Exercise tasks:
(a) In the article on the Battle of the Golden Spurs, what gave the battle its popular name?
(b) Write what comes next in the article on the Battle of the Golden Spurs, starting after its final sentence.

Document text:
#####

|Battle of the Golden Spurs|
|Part of the Franco-Flemish War|
Depiction from the Grandes Chroniques de France
County of Flanders|
County of Namur
|Kingdom of France|
|Commanders and leaders|
William of Jülich|
Guy of Namur
John I of Namur
Pieter de Coninck
Jan van Renesse
|John I, Count of Dammartin †|
8,000–10,000 militia infantry
3,500 assorted infantry
|Casualties and losses|
|c. 100–300 killed||c. 1,000–1,500 men-at-arms and knights killed|
The Battle of the Golden Spurs (Dutch: Guldensporenslag; French: Bataille des éperons d'or) was a military confrontation between the royal army of France and rebellious forces of the County of Flanders on 11 July 1302 during the Franco-Flemish War (1297–1305). It took place near the town of Kortrijk (Courtrai) in modern-day Belgium and resulted in an unexpected victory for the Flemish. It is sometimes referred to as the Battle of Courtrai.
On 18 May 1302, after two years of French military occupation and several years of unrest, many cities in Flanders revolted against French rule, and the local militia massacred many Frenchmen in the city of Bruges. King Philip IV of France immediately organized an expedition of 8,000 troops, including 2,500 men-at-arms, under Count Robert II of Artois to put down the rebellion. Meanwhile, 9,400 men from the civic militias of several Flemish cities were assembled to counter the expected French attack.
When the two armies met outside the city of Kortrijk on 11 July, the cavalry charges of the mounted French men-at-arms were unable to defeat the mail-armoured and well-trained Flemish militia infantry's pike formation. The result was a rout of the French nobles, who suffered heavy losses at the hands of the Flemish. The 500 pairs of spurs that were captured from the French horsemen gave the battle its popular name. The battle was a famous early example of an all-infantry army overcoming an army that depended on the shock attacks of heavy cavalry.
While France was victorious in the overall Franco-Flemish War, the Battle of the Golden Spurs became an important cultural reference point for the Flemish Movement during the 19th and 20th centuries. In 1973, the date of the battle was chosen for the official holiday of the Flemish Community in Belgium. A 1985 film called De leeuw van Vlaanderen (The Lion of Flanders) depicts a vision of the battle, and the politics that led up to it.

#####

Data:
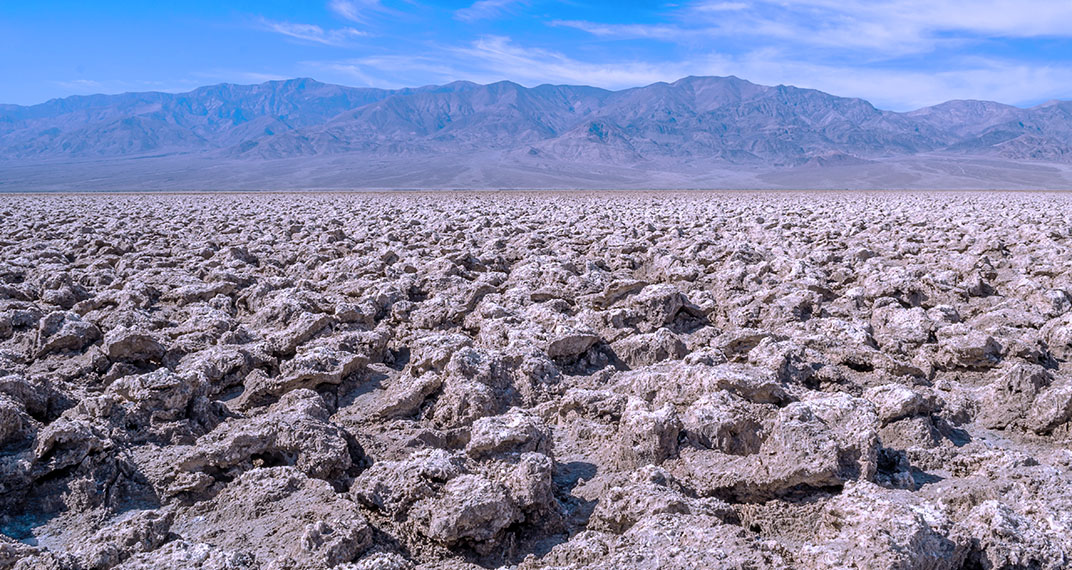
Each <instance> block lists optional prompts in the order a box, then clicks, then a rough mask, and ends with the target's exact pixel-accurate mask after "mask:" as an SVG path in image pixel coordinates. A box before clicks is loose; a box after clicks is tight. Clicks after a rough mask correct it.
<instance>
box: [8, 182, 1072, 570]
mask: <svg viewBox="0 0 1072 570" xmlns="http://www.w3.org/2000/svg"><path fill="white" fill-rule="evenodd" d="M0 252H2V256H0V569H9V568H15V569H39V568H40V569H70V570H83V569H93V570H106V569H117V570H134V569H146V570H148V569H185V568H203V569H218V570H223V569H230V570H237V569H259V568H265V569H319V568H342V569H404V568H417V567H420V568H435V569H452V568H456V569H463V568H478V567H485V568H494V567H500V566H509V567H515V568H519V569H524V570H536V569H551V568H562V569H565V568H570V569H580V568H584V569H597V568H600V569H601V568H682V569H685V568H755V569H764V568H830V569H834V568H869V569H870V568H880V569H915V568H924V569H962V568H965V569H974V568H980V569H988V568H1037V569H1049V568H1053V569H1057V568H1067V567H1068V566H1069V565H1070V564H1072V559H1070V558H1072V554H1070V553H1072V451H1070V445H1069V444H1070V441H1072V427H1070V425H1072V424H1070V420H1072V374H1070V372H1069V364H1068V363H1067V362H1066V360H1067V359H1068V358H1070V357H1072V197H1070V196H1066V195H1061V194H1001V193H987V194H905V193H876V194H849V193H842V194H838V193H829V194H803V193H799V194H779V193H768V194H759V193H720V194H719V193H679V194H671V193H562V194H554V193H428V194H423V193H418V194H297V195H267V194H260V195H257V194H232V195H211V194H208V195H25V196H8V197H5V198H4V199H3V201H2V202H0Z"/></svg>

#####

Responses to the exercise:
(a) The 500 pairs of spurs captured from the French horsemen.

(b)
The origins of the Franco-Flemish War (1297–1305) can be traced back to the accession of Philip IV "the Fair" to the French throne in 1285. Philip hoped to reassert control over the County of Flanders, a semi-independent polity notionally part of the Kingdom of France, and possibly even to annex it into the crown lands of France. In the 1290s, Philip attempted to gain support from the Flemish aristocracy and succeeded in winning the allegiance of some local notables, including John of Avesnes (Count of Hainaut, Holland and Zeeland). He was opposed by a faction led by the Flemish knight Guy of Dampierre who attempted to form a marriage alliance with the English against Philip. In Flanders, however, many of the cities were split into factions known as the "Lilies" (Leliaerts), who were pro-French, and the "Lions" (Liebaards), who would later be called "Claws" (Klauwaerts), led by Pieter de Coninck in Bruges, who advocated independence.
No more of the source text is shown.